▸ **Stated exercise**
Rewrite every line of the items below as a single numbered list, omitting the blank lines.

▸ **Exercise inputs**
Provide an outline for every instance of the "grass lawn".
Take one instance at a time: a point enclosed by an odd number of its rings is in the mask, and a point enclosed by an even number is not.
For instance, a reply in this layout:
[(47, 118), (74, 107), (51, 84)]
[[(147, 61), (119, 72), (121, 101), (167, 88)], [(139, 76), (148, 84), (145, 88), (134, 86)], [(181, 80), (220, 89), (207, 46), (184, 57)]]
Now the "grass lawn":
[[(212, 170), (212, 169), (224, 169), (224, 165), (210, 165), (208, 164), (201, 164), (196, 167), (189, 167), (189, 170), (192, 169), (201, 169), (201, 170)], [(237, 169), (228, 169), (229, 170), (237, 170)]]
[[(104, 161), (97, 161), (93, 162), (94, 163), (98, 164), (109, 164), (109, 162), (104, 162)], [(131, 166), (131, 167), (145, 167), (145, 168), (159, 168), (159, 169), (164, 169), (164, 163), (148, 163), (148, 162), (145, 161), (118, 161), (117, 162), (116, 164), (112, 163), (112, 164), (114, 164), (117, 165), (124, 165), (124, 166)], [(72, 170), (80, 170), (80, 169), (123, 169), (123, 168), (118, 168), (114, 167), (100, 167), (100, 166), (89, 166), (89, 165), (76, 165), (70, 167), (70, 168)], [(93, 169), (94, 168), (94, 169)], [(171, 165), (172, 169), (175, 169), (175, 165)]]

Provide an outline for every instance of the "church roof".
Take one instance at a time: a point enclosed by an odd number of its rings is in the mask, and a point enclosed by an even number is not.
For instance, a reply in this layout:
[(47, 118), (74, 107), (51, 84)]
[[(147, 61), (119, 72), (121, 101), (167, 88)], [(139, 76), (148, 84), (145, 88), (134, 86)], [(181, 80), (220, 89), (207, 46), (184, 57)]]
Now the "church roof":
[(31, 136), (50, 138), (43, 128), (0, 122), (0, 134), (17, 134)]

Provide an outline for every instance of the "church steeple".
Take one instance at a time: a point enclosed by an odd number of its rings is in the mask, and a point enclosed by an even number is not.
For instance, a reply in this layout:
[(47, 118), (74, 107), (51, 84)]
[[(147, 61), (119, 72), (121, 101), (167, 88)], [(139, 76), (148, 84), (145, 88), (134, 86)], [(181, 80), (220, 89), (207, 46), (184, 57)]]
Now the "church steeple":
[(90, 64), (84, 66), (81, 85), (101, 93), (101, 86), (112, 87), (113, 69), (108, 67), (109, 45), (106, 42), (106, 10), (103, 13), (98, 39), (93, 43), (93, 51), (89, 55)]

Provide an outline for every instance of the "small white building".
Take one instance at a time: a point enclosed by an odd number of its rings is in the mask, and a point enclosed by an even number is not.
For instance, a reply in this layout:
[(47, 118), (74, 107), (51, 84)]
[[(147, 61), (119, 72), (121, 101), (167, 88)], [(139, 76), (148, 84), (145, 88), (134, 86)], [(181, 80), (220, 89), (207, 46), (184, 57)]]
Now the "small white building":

▸ **Written solution**
1. Provide an outline for every instance of the "grass lawn".
2. Take one instance at a time: a point enclosed by an odd number of its rings is in the mask, and a point enclosed by an even number is not.
3. For instance, a reply in this layout:
4. [(47, 118), (74, 107), (51, 84)]
5. [[(147, 61), (119, 72), (121, 101), (167, 88)], [(139, 76), (148, 84), (145, 88), (134, 86)], [(181, 80), (220, 89), (207, 46), (184, 57)]]
6. Now the "grass lawn":
7. [[(212, 170), (212, 169), (224, 169), (224, 165), (210, 165), (208, 164), (201, 164), (196, 167), (189, 167), (189, 170), (192, 169), (201, 169), (201, 170)], [(237, 169), (228, 169), (229, 170), (237, 170)]]
8. [[(104, 161), (97, 161), (93, 162), (94, 163), (98, 164), (109, 164), (109, 162), (104, 162)], [(131, 166), (131, 167), (145, 167), (145, 168), (159, 168), (159, 169), (164, 169), (164, 163), (148, 163), (148, 162), (145, 161), (118, 161), (117, 162), (116, 164), (112, 163), (112, 164), (114, 164), (117, 165), (124, 165), (124, 166)], [(72, 170), (80, 170), (80, 169), (123, 169), (123, 168), (118, 168), (114, 167), (100, 167), (100, 166), (89, 166), (89, 165), (76, 165), (70, 167), (70, 168)], [(93, 169), (94, 168), (94, 169)], [(171, 165), (172, 169), (175, 169), (175, 165)]]
9. Provide an outline for every instance of the "church roof".
10. Take one instance at a time: a point enclosed by an odd number of its rings is in the mask, and a point enclosed by an even number is not.
11. For instance, a reply in this layout:
12. [(47, 118), (74, 107), (51, 84)]
13. [[(147, 61), (119, 72), (121, 101), (167, 88)], [(139, 76), (148, 84), (145, 88), (134, 86)], [(181, 80), (220, 89), (207, 46), (184, 57)]]
14. Now the "church roof":
15. [(31, 136), (50, 138), (43, 128), (0, 122), (0, 134), (17, 134)]
16. Provide an outline for every instance of the "church steeple".
17. Take one instance at a time: a point enclosed by an odd number of its rings is in the mask, and a point enclosed by an even number is not.
18. For instance, a reply in this layout:
19. [(47, 118), (74, 107), (51, 84)]
20. [[(147, 61), (119, 72), (121, 101), (167, 88)], [(139, 76), (148, 84), (145, 88), (134, 86)], [(181, 80), (220, 89), (207, 46), (184, 57)]]
21. Now the "church steeple":
22. [(90, 64), (84, 66), (81, 85), (101, 93), (101, 86), (112, 87), (113, 69), (108, 67), (109, 45), (106, 42), (106, 10), (103, 13), (98, 39), (93, 43), (93, 51), (89, 55)]
23. Provide an outline for every instance of the "small white building".
24. Take one instance at a time: a point enclosed by an odd number of its rings is in the mask, and a point enclosed by an even number is not.
25. For instance, a reply in this layout:
26. [(47, 118), (74, 107), (51, 84)]
27. [[(147, 61), (119, 72), (121, 101), (167, 88)], [(139, 76), (148, 84), (145, 88), (134, 86)], [(181, 80), (220, 89), (207, 46), (184, 57)]]
28. Now the "small white building":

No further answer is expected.